# Ocho dias!



## inayeseaewe (Jul 14, 2014)

8 days! That's when I'll be saying goodbye to the U.S. and moving my life to beautiful Espana. For my first month I'll be staying outside of Orce, in the countryside in the Southeast of Spain; and after that it's on to Las Canarias and Las Palmas where I'll be working at a youth hostel.

I've done a ton of research, and my Spanish is ok (used to be a lot better, so hopefully it'll come back to me with a little immersion therapy ;-), but I still feel a bit of trepidation seeing as how I've never lived further than 60 miles from where i grew up and won't know anyone. 

I have done a good bit of traveling, I've spent a good deal of time in the UK, and seen most of continental Europe and a bit of Mexico and the Caribbean, but I've never visited Spain. So in that vein, any tips, suggestions and general advice would be greatly appreciated.

I'm looking forward to this great adventure, and hope have some amazing experiences, meet wonderful people, and find even more of this wonderful planet to appreciate.

Safe Travels all!

-K


----------



## xabiaxica (Jun 23, 2009)

inayeseaewe said:


> 8 days! That's when I'll be saying goodbye to the U.S. and moving my life to beautiful Espana. For my first month I'll be staying outside of Orce, in the countryside in the Southeast of Spain; and after that it's on to Las Canarias and Las Palmas where I'll be working at a youth hostel.
> 
> I've done a ton of research, and my Spanish is ok (used to be a lot better, so hopefully it'll come back to me with a little immersion therapy ;-), but I still feel a bit of trepidation seeing as how I've never lived further than 60 miles from where i grew up and won't know anyone.
> 
> ...


:welcome:

wow!! moving to the the other side of the world to a country you've never visited!! AND you managed to get a job! Well done 

how on earth did the youth hostel secure your work visa, since judging by your flags you're not an EU citizen??


----------



## AllHeart (Nov 22, 2013)

Hi K. Wow - 8 days and counting is exciting. Tick tock.  Today marks 7 weeks until I get on my flight to Spain to live in Malaga. It sounds like you have a fabulous itinerary planned, so I look forward to hearing more about your adventures in Spain. Please keep us posted.


----------



## AllHeart (Nov 22, 2013)

I forgot to post in answer to your question about info on Spain. Here's a fantastic site about the wonders and glories of Spain. A lot of this info is posted to try to sell you stuff (hotels, tours, etc), but it's great info nonetheless. I hope it's okay to post this on the forum. If not, I understand if the mods have to delete this.

Spain - Lonely Planet


----------



## inayeseaewe (Jul 14, 2014)

########

Exercise tasks:
**A)** In the forum thread about moving to Spain, what is the farthest the original poster has ever lived from where they grew up?
**B)** Continue the forum thread about moving to Spain from its last line.

########

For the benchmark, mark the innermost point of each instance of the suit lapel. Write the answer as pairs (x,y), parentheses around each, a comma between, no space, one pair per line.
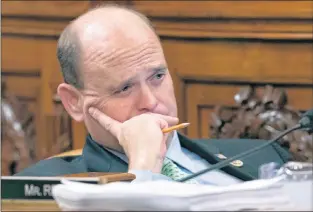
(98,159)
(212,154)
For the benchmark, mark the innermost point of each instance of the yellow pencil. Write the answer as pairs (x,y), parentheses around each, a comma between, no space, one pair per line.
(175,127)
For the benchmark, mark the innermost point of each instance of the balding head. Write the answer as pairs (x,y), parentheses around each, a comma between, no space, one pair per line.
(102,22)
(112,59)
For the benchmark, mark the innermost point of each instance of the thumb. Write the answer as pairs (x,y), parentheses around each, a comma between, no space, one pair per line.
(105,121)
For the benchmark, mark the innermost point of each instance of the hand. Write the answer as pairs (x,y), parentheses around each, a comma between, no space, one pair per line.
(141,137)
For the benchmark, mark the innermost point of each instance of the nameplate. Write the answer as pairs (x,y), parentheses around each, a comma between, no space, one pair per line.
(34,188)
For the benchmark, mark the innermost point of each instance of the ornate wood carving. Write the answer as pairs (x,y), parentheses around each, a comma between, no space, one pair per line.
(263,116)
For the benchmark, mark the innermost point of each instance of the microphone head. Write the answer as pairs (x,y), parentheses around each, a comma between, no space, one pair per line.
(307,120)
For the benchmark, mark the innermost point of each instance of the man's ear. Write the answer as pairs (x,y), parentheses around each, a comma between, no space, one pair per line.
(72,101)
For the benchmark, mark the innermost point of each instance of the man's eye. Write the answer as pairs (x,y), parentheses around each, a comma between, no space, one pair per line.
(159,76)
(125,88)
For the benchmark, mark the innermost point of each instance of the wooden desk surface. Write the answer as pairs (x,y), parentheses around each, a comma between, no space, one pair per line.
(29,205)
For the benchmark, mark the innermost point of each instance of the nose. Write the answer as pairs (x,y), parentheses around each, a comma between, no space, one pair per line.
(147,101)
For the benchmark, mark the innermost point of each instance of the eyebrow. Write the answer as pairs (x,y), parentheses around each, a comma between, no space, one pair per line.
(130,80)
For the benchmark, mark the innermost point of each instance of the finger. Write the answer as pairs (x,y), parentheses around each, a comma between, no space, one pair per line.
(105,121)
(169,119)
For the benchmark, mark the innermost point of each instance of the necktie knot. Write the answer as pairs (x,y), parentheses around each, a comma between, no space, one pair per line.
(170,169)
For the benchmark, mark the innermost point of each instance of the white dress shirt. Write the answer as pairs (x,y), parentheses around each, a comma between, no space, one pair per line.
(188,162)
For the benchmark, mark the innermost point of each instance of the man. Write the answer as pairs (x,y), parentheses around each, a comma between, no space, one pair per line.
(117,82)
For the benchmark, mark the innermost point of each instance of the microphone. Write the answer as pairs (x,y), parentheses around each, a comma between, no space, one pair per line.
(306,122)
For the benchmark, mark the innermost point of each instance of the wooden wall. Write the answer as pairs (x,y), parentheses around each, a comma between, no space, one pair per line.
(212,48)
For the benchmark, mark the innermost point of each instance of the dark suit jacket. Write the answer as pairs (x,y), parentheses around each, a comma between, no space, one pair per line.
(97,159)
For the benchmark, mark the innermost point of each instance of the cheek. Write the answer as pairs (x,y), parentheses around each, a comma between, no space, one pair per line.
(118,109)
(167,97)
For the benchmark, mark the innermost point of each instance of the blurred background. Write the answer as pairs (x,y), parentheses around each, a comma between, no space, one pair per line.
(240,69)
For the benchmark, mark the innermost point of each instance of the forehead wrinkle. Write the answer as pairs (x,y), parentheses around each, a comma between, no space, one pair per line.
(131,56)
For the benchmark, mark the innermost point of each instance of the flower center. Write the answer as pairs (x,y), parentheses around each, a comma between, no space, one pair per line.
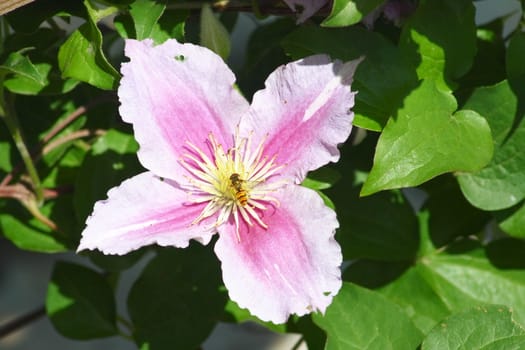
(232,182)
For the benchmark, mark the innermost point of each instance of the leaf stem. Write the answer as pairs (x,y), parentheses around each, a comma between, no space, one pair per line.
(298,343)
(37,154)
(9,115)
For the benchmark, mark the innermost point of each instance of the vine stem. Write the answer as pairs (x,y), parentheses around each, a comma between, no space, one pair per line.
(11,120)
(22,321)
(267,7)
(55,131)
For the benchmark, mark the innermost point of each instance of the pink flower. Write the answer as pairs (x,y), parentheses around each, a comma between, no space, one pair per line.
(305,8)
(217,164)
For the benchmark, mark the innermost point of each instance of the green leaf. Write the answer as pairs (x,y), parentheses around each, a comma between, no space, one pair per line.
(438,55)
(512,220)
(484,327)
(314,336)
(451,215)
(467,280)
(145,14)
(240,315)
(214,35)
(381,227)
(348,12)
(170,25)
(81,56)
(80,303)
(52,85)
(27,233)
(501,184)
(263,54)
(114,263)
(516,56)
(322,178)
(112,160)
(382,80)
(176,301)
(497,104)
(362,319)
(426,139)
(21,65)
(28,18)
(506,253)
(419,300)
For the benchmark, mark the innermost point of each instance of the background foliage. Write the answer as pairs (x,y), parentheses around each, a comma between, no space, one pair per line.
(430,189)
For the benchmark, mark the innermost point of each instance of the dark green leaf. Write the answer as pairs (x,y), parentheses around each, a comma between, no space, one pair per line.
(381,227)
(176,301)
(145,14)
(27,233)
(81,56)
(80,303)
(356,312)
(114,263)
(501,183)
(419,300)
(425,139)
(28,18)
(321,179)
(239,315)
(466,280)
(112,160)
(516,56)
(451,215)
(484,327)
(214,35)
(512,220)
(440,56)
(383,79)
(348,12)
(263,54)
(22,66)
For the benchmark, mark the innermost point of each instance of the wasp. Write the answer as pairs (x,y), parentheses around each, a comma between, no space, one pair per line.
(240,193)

########

Answers to the exercises:
**A)** No farther than 60 miles.

**B)**
thanks all for the great replies! i really appreciate any and all advice. i have to say that my main motivation is actually putting myself in a situation where I'm the one who has to adjust to someone else's customs and culture. i find very little to be more invigorating than being lost in a foreign city and being forced to think on my feet and navigate my way around with nothing by the clothes and my back and hopefully (though not always) a little cash in the pocket. IMO life in the states is simply too convenient, and i love a good challenge, lol.

Xabiachica - re: a work visa, the work i'm doing is technically volunteer work in exchange for room and board; basically a bed in the staff dormitory and 3 meals a day. According to the consulate a work visa isn't needed for volunteer work, and the paid work i'll be doing is all under the table (shhhh...) so I don't foresee any issues (finders crossed), but again, what do I know? I have filled out all the paper work and paid the fee required for a work visa at the nearest consulate, so hopefully, if i am able to find legitimate work my paperwork will have made the rounds and I won't have to jump through too many hoops. Apparently it takes 6-8 months to get approved for a work visa, so i'm probably going to have to tap into my savings a bit, but since food and accommodation is provided all i'll need is a little walkin around money.


----------



## kalohi (May 6, 2012)

inayeseaewe said:


> thanks all for the great replies! i really appreciate any and all advice. i have to say that my main motivation is actually putting myself in a situation where I'm the one who has to adjust to someone else's customs and culture. i find very little to be more invigorating than being lost in a foreign city and being forced to think on my feet and navigate my way around with nothing by the clothes and my back and hopefully (though not always) a little cash in the pocket. IMO life in the states is simply too convenient, and i love a good challenge, lol.
> 
> Xabiachica - re: a work visa, the work i'm doing is technically volunteer work in exchange for room and board; basically a bed in the staff dormitory and 3 meals a day. According to the consulate a work visa isn't needed for volunteer work, and the paid work i'll be doing is all under the table (shhhh...) so I don't foresee any issues (finders crossed), but again, what do I know? I have filled out all the paper work and paid the fee required for a work visa at the nearest consulate, so hopefully, if i am able to find legitimate work my paperwork will have made the rounds and I won't have to jump through too many hoops. Apparently it takes 6-8 months to get approved for a work visa, so i'm probably going to have to tap into my savings a bit, but since food and accommodation is provided all i'll need is a little walkin around money.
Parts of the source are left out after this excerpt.